### Extract
[Start]

ARM-DOE / pyart

The Python-ARM Radar Toolkit. A data model driven interactive toolkit for working with weather radar data.
https://arm-doe.github.io/pyart/
Other
516 stars 268 forks source link

Replace the Grid class layout #285

Closed jjhelmus closed 8 years ago

jjhelmus commented 9 years ago

The current layout of the Grid class is historical and ad-hoc, it does not follow a formal standard. A more formal layout of the class should be used which conforms to the CF conventions. The section of the CF convention which are relavent are 5.6 Horizontal Coordinate Reference Systems, Grid Mappings, and Projections and Appendix F. Grid Mappins.

A specification for Gridspec standard has been put forward as a possible method for describing gridding data within the CF conventions. This standard is aimed at storing model data but may be adaptable for storing gridding radar data.

There is also the UGRID Conventions for specifying unstructured grids.

gamaanderson commented 9 years ago

I've just read that Gridspec documentation, and it seemed for me overly complicated for our simple use. Also it date from 2007 and does not seem to have gained much momentum since them. I don't see how the class Gridspec in matplotlib relate to that, may be is just a coincidence.

CF, on the other hand, is more promising. To make it more friendly, one could add functions that interpret that data and return more useful python variable, for instance a Proj instance from pyproj.

jjhelmus commented 9 years ago

Reading through GridSpec it does seem more complicated than we need. There seems to be a number example of representing uniform latitude/longitude grids in NetCDF but I have not found one which covers uniform Cartesian grids which is what Py-ART is producting. Although this does correspond to a lat/lon is is not uniformly spaced. I'll check into what is required for a Proj instance as see if any of the modelers I work with know of any other Grid standards.

[End]

### Supplied records

[Start]

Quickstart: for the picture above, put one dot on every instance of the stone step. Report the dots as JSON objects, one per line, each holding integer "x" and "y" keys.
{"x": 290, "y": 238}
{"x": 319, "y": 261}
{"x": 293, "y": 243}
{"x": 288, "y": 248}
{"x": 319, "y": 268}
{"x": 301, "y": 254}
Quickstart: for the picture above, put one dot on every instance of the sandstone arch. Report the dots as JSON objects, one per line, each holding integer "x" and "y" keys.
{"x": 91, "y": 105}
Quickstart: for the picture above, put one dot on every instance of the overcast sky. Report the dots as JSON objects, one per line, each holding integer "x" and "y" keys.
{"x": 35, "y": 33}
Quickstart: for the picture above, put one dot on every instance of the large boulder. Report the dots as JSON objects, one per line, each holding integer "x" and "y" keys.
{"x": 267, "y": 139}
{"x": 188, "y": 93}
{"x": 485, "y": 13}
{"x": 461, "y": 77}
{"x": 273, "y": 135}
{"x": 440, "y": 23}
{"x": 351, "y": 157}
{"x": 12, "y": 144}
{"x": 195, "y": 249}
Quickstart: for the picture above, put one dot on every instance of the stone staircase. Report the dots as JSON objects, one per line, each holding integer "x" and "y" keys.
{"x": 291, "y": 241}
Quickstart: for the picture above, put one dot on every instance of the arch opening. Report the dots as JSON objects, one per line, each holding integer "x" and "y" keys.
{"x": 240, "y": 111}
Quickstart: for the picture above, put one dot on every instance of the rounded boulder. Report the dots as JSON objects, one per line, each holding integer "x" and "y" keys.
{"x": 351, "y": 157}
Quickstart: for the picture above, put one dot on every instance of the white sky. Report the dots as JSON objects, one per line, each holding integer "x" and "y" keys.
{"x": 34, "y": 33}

[End]

### Exercise aim
Restate the Py-ART issue thread starting at "Closed jjhelmus closed" and ending at "F. Grid Mappins.", substituting "Grid object" for "Grid class".

### Expected output
Closed jjhelmus closed 8 years ago

jjhelmus commented 9 years ago

The current layout of the Grid object is historical and ad-hoc, it does not follow a formal standard. A more formal layout of the class should be used which conforms to the CF conventions. The section of the CF convention which are relavent are 5.6 Horizontal Coordinate Reference Systems, Grid Mappings, and Projections and Appendix F. Grid Mappins.